* **Aim of the exercise**
Would you print all of the records below exactly, without skipping any?

* **Data provided**
★ ★ ★

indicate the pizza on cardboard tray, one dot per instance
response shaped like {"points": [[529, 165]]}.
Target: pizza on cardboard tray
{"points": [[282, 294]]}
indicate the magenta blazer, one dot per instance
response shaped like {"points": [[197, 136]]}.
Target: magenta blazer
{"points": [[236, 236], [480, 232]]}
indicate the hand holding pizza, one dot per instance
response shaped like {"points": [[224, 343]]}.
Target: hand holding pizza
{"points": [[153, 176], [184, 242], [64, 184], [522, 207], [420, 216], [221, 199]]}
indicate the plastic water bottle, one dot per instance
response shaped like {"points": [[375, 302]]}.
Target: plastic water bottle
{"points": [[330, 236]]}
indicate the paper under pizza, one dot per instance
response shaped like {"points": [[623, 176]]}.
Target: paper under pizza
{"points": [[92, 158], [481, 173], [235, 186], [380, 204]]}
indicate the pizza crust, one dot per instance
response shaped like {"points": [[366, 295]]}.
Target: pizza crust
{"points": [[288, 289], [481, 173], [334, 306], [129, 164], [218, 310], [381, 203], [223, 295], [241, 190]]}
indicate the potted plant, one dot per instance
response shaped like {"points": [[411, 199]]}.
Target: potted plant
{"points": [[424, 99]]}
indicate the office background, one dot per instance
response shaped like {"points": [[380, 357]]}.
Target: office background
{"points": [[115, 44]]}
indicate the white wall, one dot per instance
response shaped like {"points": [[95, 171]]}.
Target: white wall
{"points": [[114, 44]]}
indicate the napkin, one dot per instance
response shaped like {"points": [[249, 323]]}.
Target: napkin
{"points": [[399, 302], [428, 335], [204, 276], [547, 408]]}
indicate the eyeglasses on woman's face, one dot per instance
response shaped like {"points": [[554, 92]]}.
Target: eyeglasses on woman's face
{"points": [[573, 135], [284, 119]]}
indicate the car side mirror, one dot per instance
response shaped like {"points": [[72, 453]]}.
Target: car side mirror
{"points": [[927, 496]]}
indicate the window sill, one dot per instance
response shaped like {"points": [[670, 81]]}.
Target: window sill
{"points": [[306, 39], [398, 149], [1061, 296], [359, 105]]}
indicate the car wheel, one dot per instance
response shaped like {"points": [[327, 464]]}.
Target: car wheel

★ ★ ★

* **Final answer**
indicate the pizza on cardboard tray, one dot per instance
response shaped like {"points": [[529, 165]]}.
Target: pizza on cardboard tray
{"points": [[282, 294]]}
indicate the magenta blazer, one dot per instance
response shaped like {"points": [[197, 136]]}.
Target: magenta blazer
{"points": [[236, 236], [480, 232]]}
indicate the hand holding pizza, one dot per instance
response shaped like {"points": [[224, 343]]}.
Target: hand holding pizza
{"points": [[153, 176], [184, 242], [64, 184], [522, 207], [420, 216], [221, 199]]}
indicate the plastic water bottle, one dot per instance
response shaped like {"points": [[375, 302]]}.
Target: plastic water bottle
{"points": [[330, 236]]}
indicate the paper under pizza, one dot per instance
response shaped like {"points": [[623, 176]]}.
Target: paper under pizza
{"points": [[92, 158], [481, 173], [235, 186], [380, 204]]}
indicate the pizza crust, one dot per instance
response shaped like {"points": [[366, 295]]}.
Target: pizza crust
{"points": [[288, 289], [481, 173], [334, 306], [129, 164], [218, 310], [381, 203], [223, 295], [241, 190]]}
indicate the potted plant, one dot per instance
response shaped like {"points": [[411, 199]]}.
Target: potted plant
{"points": [[424, 99]]}
indicate the office background, one dot per instance
response shaped like {"points": [[380, 357]]}.
Target: office background
{"points": [[115, 44]]}
indicate the white wall, one dot per instance
response shaped like {"points": [[95, 171]]}.
Target: white wall
{"points": [[114, 44]]}
indicate the napkin, one dot per instance
response shaped like {"points": [[249, 323]]}.
Target: napkin
{"points": [[399, 302], [428, 335], [204, 276], [547, 408]]}
indicate the eyeglasses on woman's face, one dot per instance
response shaped like {"points": [[554, 92]]}.
Target: eyeglasses on woman's face
{"points": [[573, 135], [284, 119]]}
indicate the car side mirror, one dot per instance
response shaped like {"points": [[72, 453]]}.
Target: car side mirror
{"points": [[927, 496]]}
indicate the window sill, one dot per instance
response shaped like {"points": [[670, 81]]}.
Target: window sill
{"points": [[306, 39], [398, 149], [1061, 296], [359, 105]]}
indicate the car wheel, one dot per instance
response shaped like {"points": [[327, 464]]}.
Target: car wheel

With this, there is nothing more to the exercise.